_Textausschnitt_:

▬▬▬

Irgendwas stimmt hier nicht – Lügen

Hier (eventuell) der Beginn meiner kleinen Reihe: „Irgendwas stimmt hier nicht“, in der ich Beispielsätze aus Texten, die mir unterkommen, auseinandernehmen und erläutern werde, warum sie in Haus- oder Bachelorarbeiten nichts verloren haben. Zitat Nr. 1:

Lügen sind altbekannt und keiner kann sich von ihnen freisprechen.

Dieser Satz stammt aus der Einleitung zu einer Abschlussarbeit, die sich leider ingesamt eher im unteren Drittel der Notenskala befand. Thema sollte „Die Lüge“ sein, die aus den Blickwinkeln unterschiedlicher Disziplinen beschrieben und mit Hilfe einer Fragebogenstudie zum Gebrauch und Erkennen von Lügen auf ihre sprachlichen Realisierungsformen hin untersucht werden sollte. Dass an der ganzen Themenwahl und dem Aufbau der Arbeit etwas nicht stimmt, kommt später noch mal zum Tragen.

▬▬▬

_Zu erledigen_:
• a. Aus welchem Teil einer Abschlussarbeit stammt laut Textausschnitt der Satz über Lügen?
• b. Fasse den Absatz im Textausschnitt, der mit „Dieser Satz stammt aus der Einleitung“ beginnt, als knappe Liste zusammen.
• c. Setze den Textausschnitt zur Reihe „Irgendwas stimmt hier nicht“ nach seinem letzten Satz fort.

_Rohdaten_:
▬▬▬

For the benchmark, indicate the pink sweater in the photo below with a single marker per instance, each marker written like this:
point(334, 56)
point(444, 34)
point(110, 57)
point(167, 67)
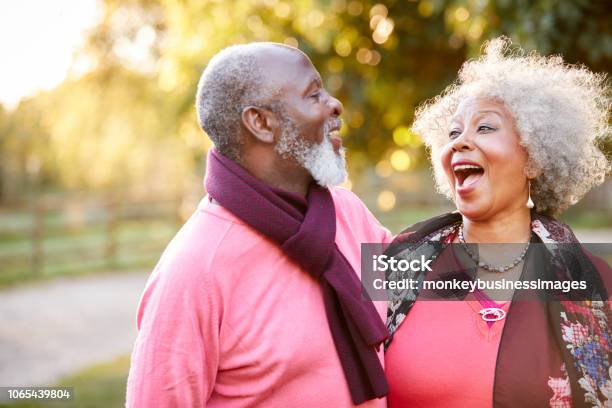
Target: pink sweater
point(443, 355)
point(227, 320)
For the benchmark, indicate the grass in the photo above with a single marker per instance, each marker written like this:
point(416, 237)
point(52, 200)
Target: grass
point(82, 251)
point(100, 386)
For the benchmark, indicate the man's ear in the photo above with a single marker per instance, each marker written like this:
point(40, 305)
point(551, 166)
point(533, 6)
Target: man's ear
point(260, 122)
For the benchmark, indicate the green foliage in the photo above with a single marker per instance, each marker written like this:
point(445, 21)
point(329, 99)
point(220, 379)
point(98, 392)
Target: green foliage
point(130, 120)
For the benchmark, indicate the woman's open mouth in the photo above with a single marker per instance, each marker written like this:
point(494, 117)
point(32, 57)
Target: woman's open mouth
point(467, 176)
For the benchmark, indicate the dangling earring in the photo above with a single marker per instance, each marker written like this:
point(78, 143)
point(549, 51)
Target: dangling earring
point(529, 204)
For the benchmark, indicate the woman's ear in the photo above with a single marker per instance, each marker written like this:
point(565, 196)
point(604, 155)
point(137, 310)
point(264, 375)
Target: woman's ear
point(532, 170)
point(260, 122)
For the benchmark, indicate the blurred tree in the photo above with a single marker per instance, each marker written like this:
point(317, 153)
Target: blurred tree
point(132, 114)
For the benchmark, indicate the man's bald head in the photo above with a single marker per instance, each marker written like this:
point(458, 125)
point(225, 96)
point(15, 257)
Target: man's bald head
point(234, 79)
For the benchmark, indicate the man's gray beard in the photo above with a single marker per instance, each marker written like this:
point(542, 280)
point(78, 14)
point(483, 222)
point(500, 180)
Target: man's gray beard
point(325, 166)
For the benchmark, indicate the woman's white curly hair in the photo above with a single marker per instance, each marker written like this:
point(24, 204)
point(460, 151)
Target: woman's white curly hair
point(561, 113)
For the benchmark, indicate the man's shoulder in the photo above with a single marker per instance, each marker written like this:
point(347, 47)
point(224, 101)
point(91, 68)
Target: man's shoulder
point(211, 235)
point(344, 197)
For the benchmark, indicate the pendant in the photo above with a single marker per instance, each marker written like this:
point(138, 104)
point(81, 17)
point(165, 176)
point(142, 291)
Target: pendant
point(492, 314)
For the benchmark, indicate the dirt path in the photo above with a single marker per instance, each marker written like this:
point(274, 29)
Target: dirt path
point(51, 329)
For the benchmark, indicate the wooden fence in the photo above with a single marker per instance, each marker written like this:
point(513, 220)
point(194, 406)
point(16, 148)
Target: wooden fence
point(73, 233)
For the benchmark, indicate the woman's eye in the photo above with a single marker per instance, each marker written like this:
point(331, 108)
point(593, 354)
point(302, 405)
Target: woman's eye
point(453, 134)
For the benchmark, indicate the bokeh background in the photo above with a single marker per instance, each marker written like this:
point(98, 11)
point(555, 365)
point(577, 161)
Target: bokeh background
point(101, 157)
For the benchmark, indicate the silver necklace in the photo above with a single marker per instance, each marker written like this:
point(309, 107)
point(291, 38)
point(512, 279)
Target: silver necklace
point(491, 268)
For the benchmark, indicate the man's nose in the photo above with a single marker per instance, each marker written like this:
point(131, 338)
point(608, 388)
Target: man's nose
point(336, 106)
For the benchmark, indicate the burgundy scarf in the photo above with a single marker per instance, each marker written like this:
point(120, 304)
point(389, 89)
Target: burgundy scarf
point(306, 232)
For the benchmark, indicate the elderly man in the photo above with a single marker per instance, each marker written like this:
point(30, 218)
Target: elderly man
point(257, 300)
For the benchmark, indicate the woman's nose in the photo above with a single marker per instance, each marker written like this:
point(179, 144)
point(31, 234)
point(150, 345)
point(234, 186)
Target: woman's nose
point(463, 142)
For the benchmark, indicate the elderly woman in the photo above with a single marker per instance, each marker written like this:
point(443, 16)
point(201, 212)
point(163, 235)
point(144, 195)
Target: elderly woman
point(513, 143)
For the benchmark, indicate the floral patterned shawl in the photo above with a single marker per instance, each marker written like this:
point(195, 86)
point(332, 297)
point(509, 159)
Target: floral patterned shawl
point(552, 353)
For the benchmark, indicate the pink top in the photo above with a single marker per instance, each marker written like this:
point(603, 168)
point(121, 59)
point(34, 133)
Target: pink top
point(444, 355)
point(227, 320)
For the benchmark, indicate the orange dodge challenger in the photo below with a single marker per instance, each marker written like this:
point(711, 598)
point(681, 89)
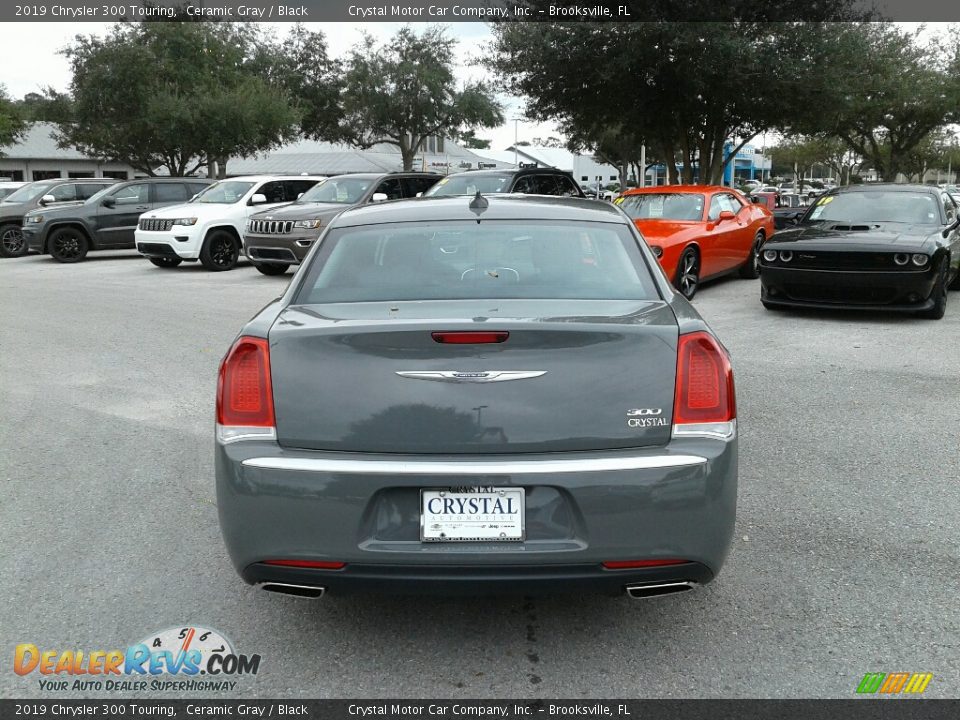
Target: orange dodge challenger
point(699, 231)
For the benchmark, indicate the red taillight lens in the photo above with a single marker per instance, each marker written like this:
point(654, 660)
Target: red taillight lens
point(628, 564)
point(244, 393)
point(470, 338)
point(704, 390)
point(312, 564)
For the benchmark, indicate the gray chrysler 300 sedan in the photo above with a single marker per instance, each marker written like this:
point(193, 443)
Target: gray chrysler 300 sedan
point(477, 395)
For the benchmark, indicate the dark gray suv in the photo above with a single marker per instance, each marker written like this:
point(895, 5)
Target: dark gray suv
point(280, 237)
point(40, 194)
point(107, 220)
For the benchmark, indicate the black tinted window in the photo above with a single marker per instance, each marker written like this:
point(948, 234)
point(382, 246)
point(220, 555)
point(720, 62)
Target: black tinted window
point(62, 193)
point(88, 190)
point(172, 192)
point(493, 259)
point(418, 185)
point(296, 188)
point(391, 188)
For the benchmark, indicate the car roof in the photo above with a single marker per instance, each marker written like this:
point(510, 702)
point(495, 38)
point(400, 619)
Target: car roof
point(168, 179)
point(261, 178)
point(511, 171)
point(500, 206)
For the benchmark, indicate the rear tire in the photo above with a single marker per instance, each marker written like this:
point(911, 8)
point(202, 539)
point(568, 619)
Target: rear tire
point(955, 285)
point(220, 251)
point(165, 262)
point(939, 295)
point(272, 268)
point(68, 245)
point(750, 270)
point(12, 243)
point(688, 274)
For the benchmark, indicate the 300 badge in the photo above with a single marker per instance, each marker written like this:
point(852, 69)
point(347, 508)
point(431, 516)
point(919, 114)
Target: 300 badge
point(190, 651)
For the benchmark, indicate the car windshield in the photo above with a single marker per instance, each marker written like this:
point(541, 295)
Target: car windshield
point(663, 206)
point(347, 191)
point(28, 192)
point(873, 206)
point(224, 193)
point(494, 259)
point(100, 193)
point(469, 184)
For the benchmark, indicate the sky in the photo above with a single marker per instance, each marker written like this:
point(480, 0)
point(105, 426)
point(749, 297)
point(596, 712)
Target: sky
point(29, 62)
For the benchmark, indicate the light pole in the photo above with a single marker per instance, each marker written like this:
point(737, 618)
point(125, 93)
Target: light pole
point(516, 138)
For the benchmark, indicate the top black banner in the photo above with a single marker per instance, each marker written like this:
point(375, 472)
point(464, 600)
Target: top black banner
point(448, 11)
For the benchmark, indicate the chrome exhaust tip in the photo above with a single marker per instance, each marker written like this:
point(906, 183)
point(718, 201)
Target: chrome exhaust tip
point(311, 592)
point(642, 592)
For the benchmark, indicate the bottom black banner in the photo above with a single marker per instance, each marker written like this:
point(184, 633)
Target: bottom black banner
point(861, 709)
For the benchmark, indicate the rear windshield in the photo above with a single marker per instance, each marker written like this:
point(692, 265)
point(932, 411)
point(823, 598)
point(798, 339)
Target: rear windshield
point(663, 206)
point(468, 184)
point(900, 206)
point(348, 191)
point(224, 193)
point(29, 192)
point(492, 259)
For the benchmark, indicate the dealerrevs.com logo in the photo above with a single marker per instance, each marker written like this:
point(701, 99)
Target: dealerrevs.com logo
point(182, 658)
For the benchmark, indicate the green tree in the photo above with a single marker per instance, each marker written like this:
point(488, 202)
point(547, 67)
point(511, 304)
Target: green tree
point(470, 140)
point(885, 93)
point(12, 124)
point(404, 92)
point(685, 87)
point(178, 95)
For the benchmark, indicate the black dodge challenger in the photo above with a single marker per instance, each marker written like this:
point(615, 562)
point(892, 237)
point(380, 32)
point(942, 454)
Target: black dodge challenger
point(891, 247)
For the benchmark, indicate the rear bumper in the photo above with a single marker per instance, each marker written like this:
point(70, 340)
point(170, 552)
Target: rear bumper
point(575, 520)
point(907, 291)
point(470, 580)
point(182, 242)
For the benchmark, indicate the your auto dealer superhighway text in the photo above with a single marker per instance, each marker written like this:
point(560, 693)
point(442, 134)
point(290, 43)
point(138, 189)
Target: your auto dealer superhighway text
point(501, 711)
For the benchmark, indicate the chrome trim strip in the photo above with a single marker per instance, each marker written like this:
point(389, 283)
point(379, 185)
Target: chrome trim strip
point(717, 431)
point(471, 375)
point(473, 467)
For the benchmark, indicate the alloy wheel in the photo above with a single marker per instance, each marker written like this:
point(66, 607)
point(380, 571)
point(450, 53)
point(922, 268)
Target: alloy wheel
point(689, 275)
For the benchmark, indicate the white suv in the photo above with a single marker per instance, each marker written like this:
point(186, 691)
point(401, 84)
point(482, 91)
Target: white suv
point(209, 228)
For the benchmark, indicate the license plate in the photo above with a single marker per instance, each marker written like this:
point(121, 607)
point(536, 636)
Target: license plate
point(488, 514)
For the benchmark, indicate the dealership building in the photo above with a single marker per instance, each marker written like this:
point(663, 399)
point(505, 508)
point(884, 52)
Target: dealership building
point(38, 157)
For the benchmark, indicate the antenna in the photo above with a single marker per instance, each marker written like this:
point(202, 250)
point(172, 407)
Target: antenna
point(478, 205)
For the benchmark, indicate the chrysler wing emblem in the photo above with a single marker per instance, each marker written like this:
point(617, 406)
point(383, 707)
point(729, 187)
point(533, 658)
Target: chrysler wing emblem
point(471, 375)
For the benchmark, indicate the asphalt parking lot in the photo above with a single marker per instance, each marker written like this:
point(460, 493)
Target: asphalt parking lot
point(844, 560)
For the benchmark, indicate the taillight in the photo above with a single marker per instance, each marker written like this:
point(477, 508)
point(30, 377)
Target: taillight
point(244, 392)
point(470, 338)
point(632, 564)
point(704, 401)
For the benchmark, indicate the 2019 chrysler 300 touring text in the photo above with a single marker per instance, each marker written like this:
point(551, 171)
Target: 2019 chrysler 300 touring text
point(465, 395)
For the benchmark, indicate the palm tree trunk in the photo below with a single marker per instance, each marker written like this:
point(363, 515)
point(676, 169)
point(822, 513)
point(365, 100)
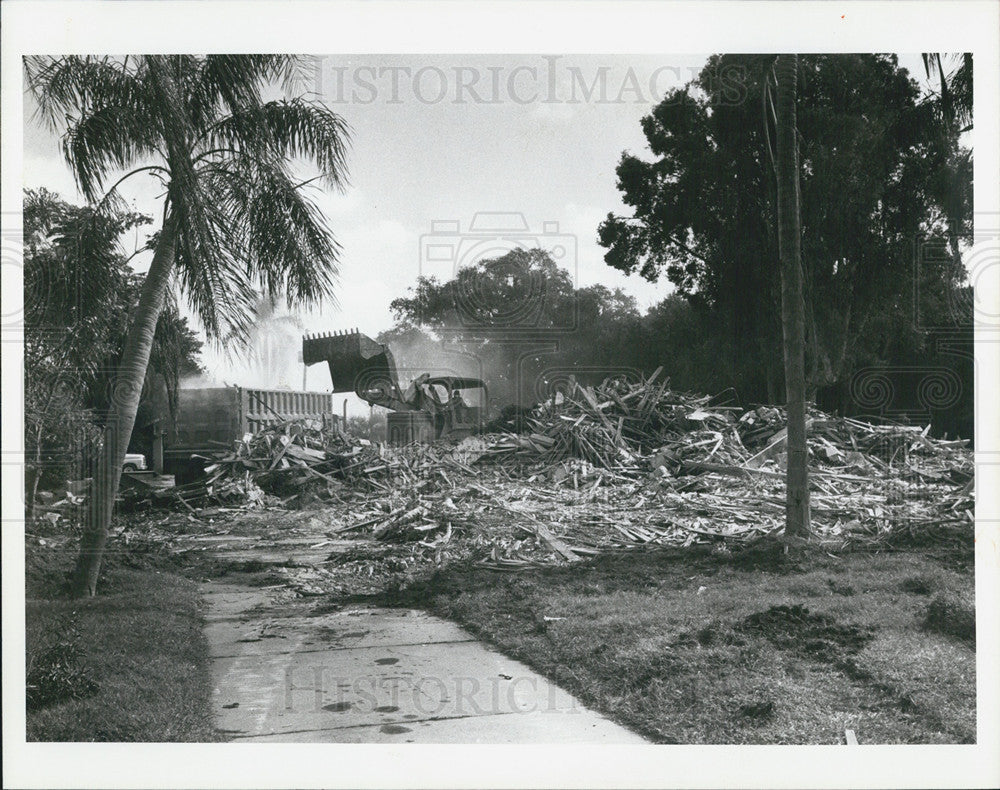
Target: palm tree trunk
point(792, 305)
point(124, 405)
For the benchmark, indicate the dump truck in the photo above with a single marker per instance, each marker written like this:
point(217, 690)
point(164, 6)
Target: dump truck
point(210, 419)
point(429, 407)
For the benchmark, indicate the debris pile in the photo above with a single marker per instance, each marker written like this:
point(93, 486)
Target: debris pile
point(597, 469)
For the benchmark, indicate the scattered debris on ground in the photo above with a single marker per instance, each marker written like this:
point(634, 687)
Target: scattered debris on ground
point(599, 469)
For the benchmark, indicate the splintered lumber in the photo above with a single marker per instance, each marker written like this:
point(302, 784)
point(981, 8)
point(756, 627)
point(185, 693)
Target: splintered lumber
point(604, 467)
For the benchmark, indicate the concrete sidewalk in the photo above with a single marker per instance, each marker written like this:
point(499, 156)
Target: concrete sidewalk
point(285, 670)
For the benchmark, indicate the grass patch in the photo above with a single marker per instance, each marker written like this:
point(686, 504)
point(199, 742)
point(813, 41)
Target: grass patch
point(129, 665)
point(691, 646)
point(952, 615)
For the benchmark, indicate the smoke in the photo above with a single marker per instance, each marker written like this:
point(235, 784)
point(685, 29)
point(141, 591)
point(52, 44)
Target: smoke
point(272, 358)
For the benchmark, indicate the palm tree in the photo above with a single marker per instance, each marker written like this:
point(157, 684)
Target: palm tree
point(235, 222)
point(954, 111)
point(792, 305)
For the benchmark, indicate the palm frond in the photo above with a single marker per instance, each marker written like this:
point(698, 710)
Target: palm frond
point(71, 85)
point(107, 139)
point(233, 82)
point(294, 128)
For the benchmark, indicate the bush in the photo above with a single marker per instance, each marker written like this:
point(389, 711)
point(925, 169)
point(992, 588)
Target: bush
point(56, 672)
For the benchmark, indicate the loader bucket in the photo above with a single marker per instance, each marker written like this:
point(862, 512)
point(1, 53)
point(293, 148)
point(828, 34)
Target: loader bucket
point(357, 364)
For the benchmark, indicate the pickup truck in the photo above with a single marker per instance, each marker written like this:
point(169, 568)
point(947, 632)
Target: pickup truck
point(134, 462)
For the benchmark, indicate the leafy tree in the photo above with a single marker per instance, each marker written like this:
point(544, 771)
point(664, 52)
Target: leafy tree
point(235, 220)
point(872, 157)
point(79, 290)
point(513, 318)
point(792, 308)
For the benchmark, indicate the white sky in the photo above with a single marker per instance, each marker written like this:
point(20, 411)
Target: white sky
point(442, 138)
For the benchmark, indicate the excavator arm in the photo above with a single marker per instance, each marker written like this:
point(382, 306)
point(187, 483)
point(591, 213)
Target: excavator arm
point(360, 365)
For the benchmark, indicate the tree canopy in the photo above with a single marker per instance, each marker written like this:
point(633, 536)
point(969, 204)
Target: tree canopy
point(875, 182)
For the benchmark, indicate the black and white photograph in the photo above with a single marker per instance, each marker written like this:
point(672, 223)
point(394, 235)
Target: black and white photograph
point(369, 393)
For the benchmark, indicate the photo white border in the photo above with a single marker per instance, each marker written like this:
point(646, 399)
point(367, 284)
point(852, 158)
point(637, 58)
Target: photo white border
point(530, 28)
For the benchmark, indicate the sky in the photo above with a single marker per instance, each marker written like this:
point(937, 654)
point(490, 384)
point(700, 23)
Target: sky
point(437, 140)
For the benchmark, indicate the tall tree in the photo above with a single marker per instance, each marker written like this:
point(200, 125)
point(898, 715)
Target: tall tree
point(792, 305)
point(234, 218)
point(873, 178)
point(78, 293)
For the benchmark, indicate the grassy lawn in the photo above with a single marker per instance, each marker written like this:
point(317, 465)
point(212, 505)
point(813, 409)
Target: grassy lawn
point(129, 665)
point(695, 646)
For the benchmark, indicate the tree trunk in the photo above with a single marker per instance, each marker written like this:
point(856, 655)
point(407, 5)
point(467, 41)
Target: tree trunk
point(121, 419)
point(792, 305)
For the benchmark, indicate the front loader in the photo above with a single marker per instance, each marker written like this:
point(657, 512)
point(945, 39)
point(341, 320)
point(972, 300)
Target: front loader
point(437, 406)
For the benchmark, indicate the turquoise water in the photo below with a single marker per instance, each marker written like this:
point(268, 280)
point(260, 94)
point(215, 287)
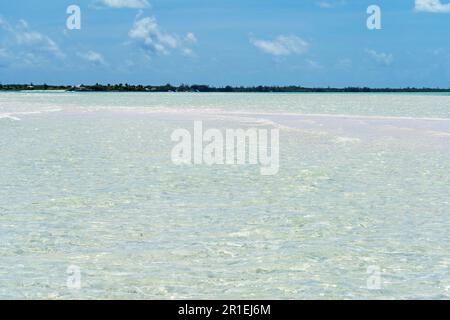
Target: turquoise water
point(87, 180)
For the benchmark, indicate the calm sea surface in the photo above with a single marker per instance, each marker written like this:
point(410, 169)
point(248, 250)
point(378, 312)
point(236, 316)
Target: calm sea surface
point(360, 208)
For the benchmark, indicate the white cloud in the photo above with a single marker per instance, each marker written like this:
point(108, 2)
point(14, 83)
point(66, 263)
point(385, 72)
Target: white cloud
point(31, 44)
point(282, 45)
point(93, 57)
point(435, 6)
point(382, 58)
point(191, 38)
point(330, 3)
point(132, 4)
point(149, 35)
point(313, 64)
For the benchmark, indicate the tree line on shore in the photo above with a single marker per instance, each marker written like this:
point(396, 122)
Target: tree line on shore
point(205, 88)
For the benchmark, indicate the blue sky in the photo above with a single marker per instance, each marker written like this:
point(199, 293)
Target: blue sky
point(236, 42)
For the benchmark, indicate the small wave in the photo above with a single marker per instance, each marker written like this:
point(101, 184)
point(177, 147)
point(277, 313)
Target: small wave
point(8, 116)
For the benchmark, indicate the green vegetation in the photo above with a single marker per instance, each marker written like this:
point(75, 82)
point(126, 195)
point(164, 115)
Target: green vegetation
point(205, 88)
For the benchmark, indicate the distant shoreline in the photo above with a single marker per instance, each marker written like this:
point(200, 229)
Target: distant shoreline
point(206, 88)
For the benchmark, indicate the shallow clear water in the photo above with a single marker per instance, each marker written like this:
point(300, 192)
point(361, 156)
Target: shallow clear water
point(87, 180)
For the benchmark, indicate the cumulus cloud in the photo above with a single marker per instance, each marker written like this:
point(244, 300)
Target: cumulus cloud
point(153, 39)
point(435, 6)
point(382, 58)
point(132, 4)
point(282, 45)
point(94, 57)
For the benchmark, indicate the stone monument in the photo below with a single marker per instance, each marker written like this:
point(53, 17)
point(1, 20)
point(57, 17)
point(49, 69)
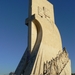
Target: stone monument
point(44, 54)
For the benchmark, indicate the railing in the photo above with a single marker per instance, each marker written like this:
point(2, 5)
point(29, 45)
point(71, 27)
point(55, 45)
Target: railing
point(56, 66)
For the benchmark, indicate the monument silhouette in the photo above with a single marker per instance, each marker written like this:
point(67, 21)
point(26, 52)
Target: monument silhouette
point(44, 54)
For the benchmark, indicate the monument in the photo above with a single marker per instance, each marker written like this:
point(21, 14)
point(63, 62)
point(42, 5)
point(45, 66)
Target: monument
point(44, 54)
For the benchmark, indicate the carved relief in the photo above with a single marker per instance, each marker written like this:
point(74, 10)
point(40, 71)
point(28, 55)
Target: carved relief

▬▬▬

_Die Lösungen_:
• a. Aus der Einleitung.

• b.
- Der Satz stammt aus der Einleitung einer Abschlussarbeit, die insgesamt eher im unteren Drittel der Notenskala lag.
- Thema sollte „Die Lüge“ sein, beschrieben aus den Blickwinkeln unterschiedlicher Disziplinen.
- Eine Fragebogenstudie zum Gebrauch und Erkennen von Lügen sollte deren sprachliche Realisierungsformen untersuchen.
- Auf Mängel bei Themenwahl und Aufbau der Arbeit geht der Text später noch ein.

• c.
Einleitungen sind besonders ergiebige Quellen für solcherlei Sätze. Einleitungen sind aber auch verdammt schwierig. Sobald einem nicht absolut hundertprozentig klar ist, warum man über was schreibt und mit welchem Ergebnis, muss man da ein bisschen rumeiern, das weiß auch jeder Gutachter. Gerade in den Geisteswissenschaften verspürt man an dieser Stelle zusätzlich eine Art Rechtfertigungsdrang, wieso man sich überhaupt mit „sowas“ und nicht mit kranken Menschen, Umweltkatastrophen oder Zukunftstechnologien beschäftigt. Und obwohl man diesen Zwang verspürt, ist die Einleitung nicht der richtige Ort, um die gesamte Wissenschaftsgeschichte aufzurollen und zu zeigen, was Geisteswissenschaften alles können.

Mit dieser Schwierigkeit kann man schon mal zwei der deplatzierten Phänomene des Zitats begründen: das „altbekannt“ und das „keiner kann“. Das ist der Versuch, die Relevanz des Themas über das eigene Interesse hinaus herbeizubeschwören.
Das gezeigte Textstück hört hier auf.